Also really random but i came across this the other day and was a bit surprised. Scorsese had Bottle Rocket as the 7th best film of the 90s. It was in a thing where him a Ebert came up with their top tens. Their lists

Ebert:

1. "Hoop Dreams" (top ten doc)
2. "Pulp Fiction" (like it a lot but not a favourite)
3. "GoodFellas" (great)
4. "Fargo" (great)
5. "Three Colors Trilogy": "Blue," "White," and "Red" (Red is one of my favourite films, like Blue a lot, need to rewatch White only seen it once and didn't like it much)
6. "Schindler's List" (still haven't seen)
7. "Breaking the Waves" ((need to rewatch this as i said in my writeup i don't have a clue if i loved or hated this)
8. "Leaving Las Vegas" (meh)
9. "Malcolm X" (can't really remember it)
10. "JFK" (good film, i never notice the length)

Scorsese:

1. "Horse Thief" (not seen)
2. "The Thin Red Line" (my favourite Malick so far, great film)
3. "A Borrowed Life" (never heard of)
4. "Eyes Wide Shut" (need to rewatch wasn't a fan)
5. "Bad Lieutenant" (barely remember it)
6. "Breaking the Waves" (see Eberts list)
7. "Bottle Rocket" (Great)
8. "Crash" (not seen)
9. "Fargo" (great
10. "Malcolm X" and "Heat" (tie) (heat is really good)

http://www.rogerebert.com/rogers-jou...s-of-the-1990s



Moonrise Kingdom

Wes Anderson goes west with some foster parents and a son, his new love, her family, a cop, his affair with her mother, a scout leader, his troup and a whole bunch of other characters in this cascade of major catastrophic events on this otherwise minor island in the middle of god damn nowhere...

In authentic Anderson fashion, Wes dresses up his quirky characters in charismatic fashion with calculated problems to the waist line and places all of them in a place with very little space and a dose of off-shore satire and subjective humor. No one does Anderson like Anderson and his style of writing, visuals and soundtrack is super easy to identity and almost impossible to redefine or duplicate and I admire that about him. 'Moonrise Kingdom' is no different in any of these departments, but despite not being atypical Anderson, it is still the suggestive abnormal Anderson all-around, whether you like that or not.

Personally I do enjoy his works, but subjectively he is the life action answer to Miyazaki films. I sometimes find myself stuffed to the brim with sensory inputs from every direction to the point of disorientation - something that sometimes lifts the film and other times it degrades itself downwards from its own high-flying expressions. Anyways, the visuals are arguably Anderson at his most playful yet, which suits the youthful and mysterious spirit of the movie. The images are still of the familiar static nature, but the look of the actual nature combined with the colossal colorful vision of the cinematography, really makes the compact look feel grand. Anderson's cinematic style still channels the idea of a real life doll house, where Anderson can place and play around with the people of his movie exactly as he pleases and move them around organically inside this little film adaptation of his mind. The images are endlessly impressive and entertaining to escape into, where his characters either stick to the image or act as stick figures to the story.

Supplied records:
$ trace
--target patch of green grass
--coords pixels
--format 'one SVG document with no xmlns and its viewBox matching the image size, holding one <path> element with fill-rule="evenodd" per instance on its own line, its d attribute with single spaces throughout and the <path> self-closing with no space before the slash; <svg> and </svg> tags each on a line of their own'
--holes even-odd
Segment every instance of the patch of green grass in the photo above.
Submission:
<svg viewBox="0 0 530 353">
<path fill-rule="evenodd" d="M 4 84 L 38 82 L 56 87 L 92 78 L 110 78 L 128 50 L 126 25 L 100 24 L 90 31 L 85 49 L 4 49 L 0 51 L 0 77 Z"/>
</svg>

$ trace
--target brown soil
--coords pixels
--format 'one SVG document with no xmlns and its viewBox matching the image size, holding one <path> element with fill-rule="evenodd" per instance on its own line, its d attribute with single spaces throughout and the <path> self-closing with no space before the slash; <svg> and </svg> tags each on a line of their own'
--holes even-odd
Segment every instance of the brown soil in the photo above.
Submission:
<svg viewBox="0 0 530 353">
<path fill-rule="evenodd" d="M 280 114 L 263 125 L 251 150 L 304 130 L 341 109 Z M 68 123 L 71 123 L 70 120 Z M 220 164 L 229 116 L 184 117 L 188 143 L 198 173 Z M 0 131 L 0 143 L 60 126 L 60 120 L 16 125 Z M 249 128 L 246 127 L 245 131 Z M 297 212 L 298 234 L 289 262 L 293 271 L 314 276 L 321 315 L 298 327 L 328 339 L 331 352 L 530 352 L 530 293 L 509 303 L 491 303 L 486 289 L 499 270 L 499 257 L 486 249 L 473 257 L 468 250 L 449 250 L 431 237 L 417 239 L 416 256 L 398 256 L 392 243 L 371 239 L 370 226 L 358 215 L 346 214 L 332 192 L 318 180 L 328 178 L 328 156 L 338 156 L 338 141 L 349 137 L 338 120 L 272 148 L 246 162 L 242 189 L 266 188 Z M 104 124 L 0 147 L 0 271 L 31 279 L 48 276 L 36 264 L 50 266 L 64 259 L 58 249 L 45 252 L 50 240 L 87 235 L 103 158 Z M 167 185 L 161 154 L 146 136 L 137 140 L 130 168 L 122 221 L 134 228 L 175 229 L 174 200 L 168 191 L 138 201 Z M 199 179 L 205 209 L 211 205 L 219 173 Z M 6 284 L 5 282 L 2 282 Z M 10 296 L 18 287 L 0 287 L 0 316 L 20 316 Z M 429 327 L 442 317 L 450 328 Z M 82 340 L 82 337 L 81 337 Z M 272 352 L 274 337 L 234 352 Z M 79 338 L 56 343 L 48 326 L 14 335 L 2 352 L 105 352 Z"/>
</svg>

Required task 1: In the film post, where did Scorsese rank "Bottle Rocket" among films of the 90s?
Required task 2: Print the film post starting at "Also really random" and ending at "(still haven't seen)".
Required task 3: Write what comes next in the film post, picking up after its final sentence.

Final answer 1: Seventh.

Final answer 2:
Also really random but i came across this the other day and was a bit surprised. Scorsese had Bottle Rocket as the 7th best film of the 90s. It was in a thing where him a Ebert came up with their top tens. Their lists

Ebert:

1. "Hoop Dreams" (top ten doc)
2. "Pulp Fiction" (like it a lot but not a favourite)
3. "GoodFellas" (great)
4. "Fargo" (great)
5. "Three Colors Trilogy": "Blue," "White," and "Red" (Red is one of my favourite films, like Blue a lot, need to rewatch White only seen it once and didn't like it much)
6. "Schindler's List" (still haven't seen)

Final answer 3:
Now that we are at the story, I love the idea of Anderson's imagination being intergrated with a younger cast and a youthful story about young love. Having the main characters take on the "camping trip of a life time" with love and luring dangers duelling in the battle of forbidden feelings, adventures and emotions is just brilliant. The story structure is tightly vowen together in the vein of the visuals, but despite of the plot constantly progressing in an almost chaotically wild and weird way, it never loses a single step - at least not in the mind of the director. Anderson seems in control of his chaos at all times and whatever he is doing might not appeal to all but it is easy to admire and respect. The writing of the dialogue is just as precise as the plot and the attention to detail is almost obsessive in nature - an element to Anderson's filmography that might frustrate some audiences and fuel others. Personally I'm equally persistent and perfectionistic with my writings, so obviously I'm very fond of his pin-point plot structure and bullet point thematic flow. Anderson might be the most fluent off-beat auteur I can recall at the moment, whatever that means, exactly.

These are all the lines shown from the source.